Studies serve for delight, for ornament, and for ability. Their chief use for delight is in privateness and retiring; for ornament, is in discourse; and for ability, is in the judgment and disposition of business; for expert men can execute, and perhaps judge of particulars, one by one; but the general counsels, and the plots and marshalling of affairs, come best from those that are learned. To spend too much time in studies, is sloth; to use them too much for ornament, is affectation; to make judgment wholly by their rules, is the humor of a scholar: they perfect nature, and are perfected by experience; for natural abilities are like natural plants, that need pruning by study; and studies themselves do give forth directions too much at large except they be bounded in by experience.—Bacon.

We want the same glorious privileges which we enjoy to go down to our children. We cannot sleep well the last sleep, nor will the pillow of dust be easy to our heads until we are assured that the God of our American institutions in the past, will be the God of our American institutions in the days that are to come. Oh, when all the rivers which empty into the Atlantic and Pacific seas shall pull on factory bands, when all the great mines of gold, and silver, and iron, and coal shall be laid bare for the nation, when the last swamp shall be reclaimed, and the last jungle cleared, and the last American desert Edenized, and from sea to sea the continent shall be occupied by more than twelve hundred million souls, may it be found that moral and religious influences were multiplied in more rapid ratio than the population. And then there shall be four doxologies coming from north, and south, and east, and west—four doxologies rolling toward each other and meeting mid-continent with such dash of holy joy that they shall mount to the throne.

Talmage.

Books! 'tis a dull and endless strife:
Come, hear the woodland linnet,
How sweet his music! on my life,
There's more of wisdom in it.
And hark! how blithe the throstle sings!
He, too, is no mean preacher;
Come forth into the light of things,
Let Nature be your teacher.—Wordsworth.

- **Records**

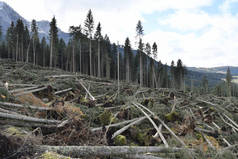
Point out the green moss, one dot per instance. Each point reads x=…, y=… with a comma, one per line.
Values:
x=106, y=117
x=198, y=135
x=173, y=116
x=4, y=95
x=120, y=140
x=14, y=131
x=52, y=155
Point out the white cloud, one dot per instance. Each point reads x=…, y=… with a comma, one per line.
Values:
x=198, y=38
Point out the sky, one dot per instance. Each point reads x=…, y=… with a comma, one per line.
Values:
x=203, y=33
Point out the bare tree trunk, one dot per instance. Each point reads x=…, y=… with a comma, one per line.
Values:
x=90, y=57
x=73, y=59
x=118, y=70
x=34, y=52
x=27, y=52
x=17, y=47
x=51, y=50
x=141, y=70
x=99, y=69
x=127, y=69
x=80, y=56
x=88, y=151
x=108, y=75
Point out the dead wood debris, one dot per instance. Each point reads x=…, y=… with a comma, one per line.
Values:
x=79, y=110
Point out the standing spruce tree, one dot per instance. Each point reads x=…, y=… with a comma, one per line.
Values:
x=172, y=71
x=148, y=52
x=43, y=49
x=139, y=34
x=127, y=50
x=89, y=25
x=34, y=32
x=19, y=29
x=155, y=83
x=98, y=37
x=228, y=81
x=179, y=74
x=0, y=32
x=204, y=84
x=53, y=41
x=26, y=42
x=10, y=38
x=75, y=33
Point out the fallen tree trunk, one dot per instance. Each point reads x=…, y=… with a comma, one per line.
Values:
x=13, y=105
x=155, y=126
x=118, y=132
x=31, y=91
x=87, y=151
x=116, y=124
x=162, y=122
x=22, y=89
x=63, y=91
x=27, y=118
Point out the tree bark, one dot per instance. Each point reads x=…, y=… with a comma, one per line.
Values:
x=27, y=118
x=51, y=50
x=88, y=151
x=99, y=69
x=141, y=70
x=15, y=106
x=90, y=57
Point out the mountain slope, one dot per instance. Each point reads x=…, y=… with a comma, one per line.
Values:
x=8, y=15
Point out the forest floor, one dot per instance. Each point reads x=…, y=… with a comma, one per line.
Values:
x=49, y=113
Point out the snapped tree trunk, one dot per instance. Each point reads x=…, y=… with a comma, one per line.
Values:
x=17, y=47
x=80, y=56
x=141, y=70
x=34, y=52
x=88, y=151
x=99, y=69
x=127, y=69
x=90, y=58
x=73, y=60
x=51, y=50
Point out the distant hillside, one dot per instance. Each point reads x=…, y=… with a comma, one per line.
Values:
x=221, y=69
x=8, y=14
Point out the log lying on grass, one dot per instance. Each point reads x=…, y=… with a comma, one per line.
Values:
x=63, y=91
x=87, y=151
x=27, y=118
x=13, y=105
x=31, y=91
x=22, y=89
x=117, y=124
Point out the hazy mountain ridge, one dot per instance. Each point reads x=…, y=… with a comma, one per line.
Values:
x=220, y=69
x=8, y=14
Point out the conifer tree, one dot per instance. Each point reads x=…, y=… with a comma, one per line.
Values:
x=19, y=29
x=228, y=81
x=98, y=37
x=139, y=34
x=89, y=25
x=172, y=71
x=154, y=52
x=10, y=37
x=34, y=32
x=53, y=41
x=127, y=50
x=205, y=84
x=148, y=66
x=0, y=32
x=43, y=49
x=75, y=33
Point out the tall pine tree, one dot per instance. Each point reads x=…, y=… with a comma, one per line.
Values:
x=139, y=34
x=89, y=25
x=53, y=41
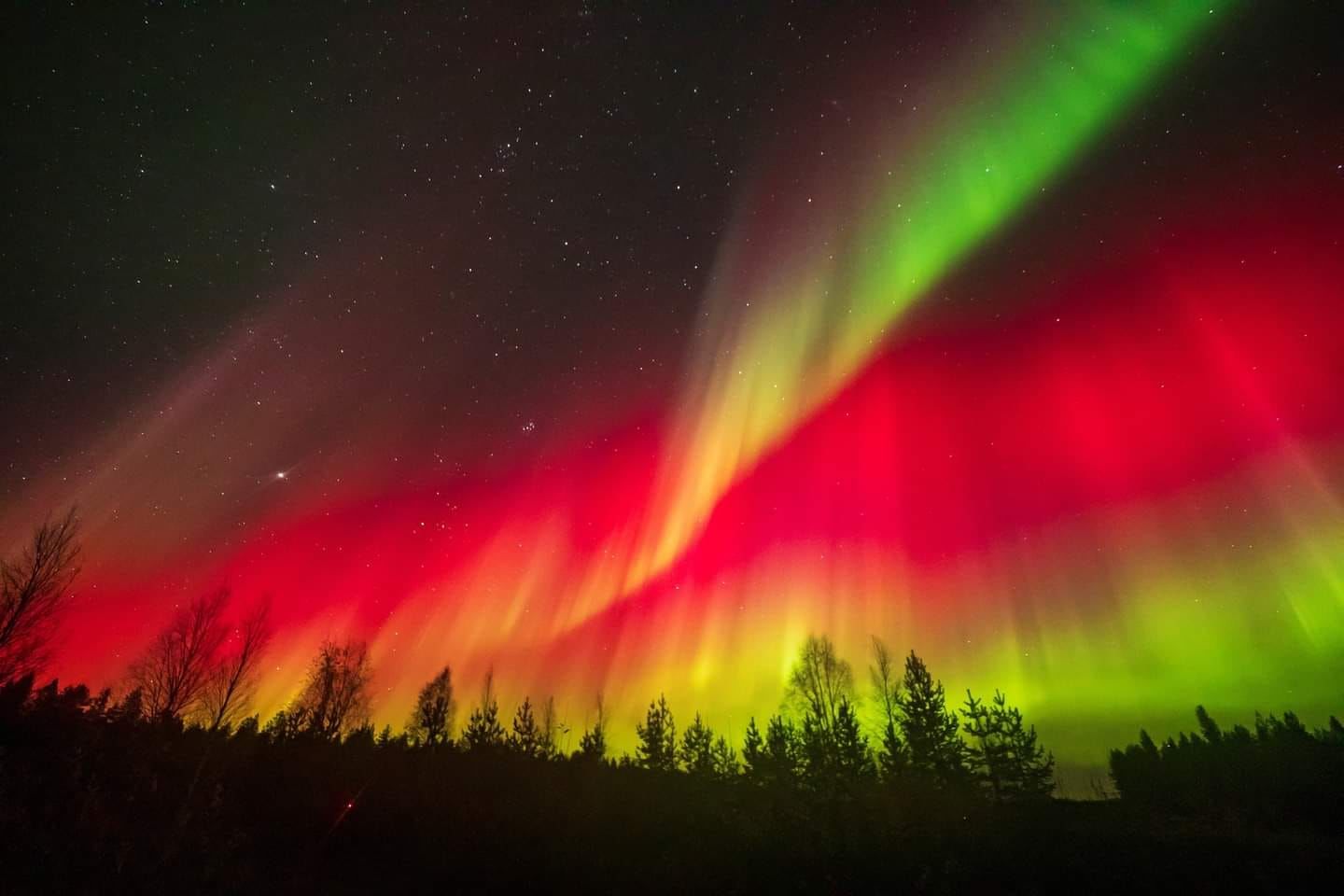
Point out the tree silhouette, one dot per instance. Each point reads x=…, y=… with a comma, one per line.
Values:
x=892, y=757
x=819, y=682
x=723, y=759
x=593, y=742
x=174, y=672
x=484, y=731
x=431, y=721
x=852, y=758
x=776, y=758
x=231, y=681
x=696, y=752
x=527, y=737
x=1004, y=752
x=657, y=737
x=929, y=731
x=550, y=730
x=335, y=699
x=34, y=590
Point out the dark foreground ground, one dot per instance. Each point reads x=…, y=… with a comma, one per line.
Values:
x=186, y=813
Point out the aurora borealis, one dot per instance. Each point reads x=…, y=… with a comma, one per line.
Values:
x=1017, y=340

- **Tasks to complete**
1. In the page's passage attributed to Bacon, what three things do studies serve for?
2. Pull out every line of the records that contains the string "tree". Case counts.

- **Responses to the exercise**
1. Delight, ornament, and ability.

2.
Point out the bare tree trunk, one dot per instance. Each point reads x=…, y=… with a comma, one per line.
Point out the standing spruce tree, one dot per instance. Each point reads x=…, y=… with a comma, one per line.
Point out the fallen tree trunk, one dot per instance. Each point reads x=…, y=… with a comma, one per line.
Point out the tree bark, one dot per instance. Each point reads x=…, y=… with a comma, one per line.
Point out the snapped tree trunk, one dot per instance. Each point reads x=…, y=… with a comma, one per line.
Point out the conifer tree, one dot per instance. Each point reads x=…, y=… with a comma, one per line.
Point out the tall pine tree, one dot per instance. Each point reads x=…, y=… with a comma, one per line.
Point out the tree silhouette, one dot per instance. Each point reads x=…, y=… with a comma, one per line.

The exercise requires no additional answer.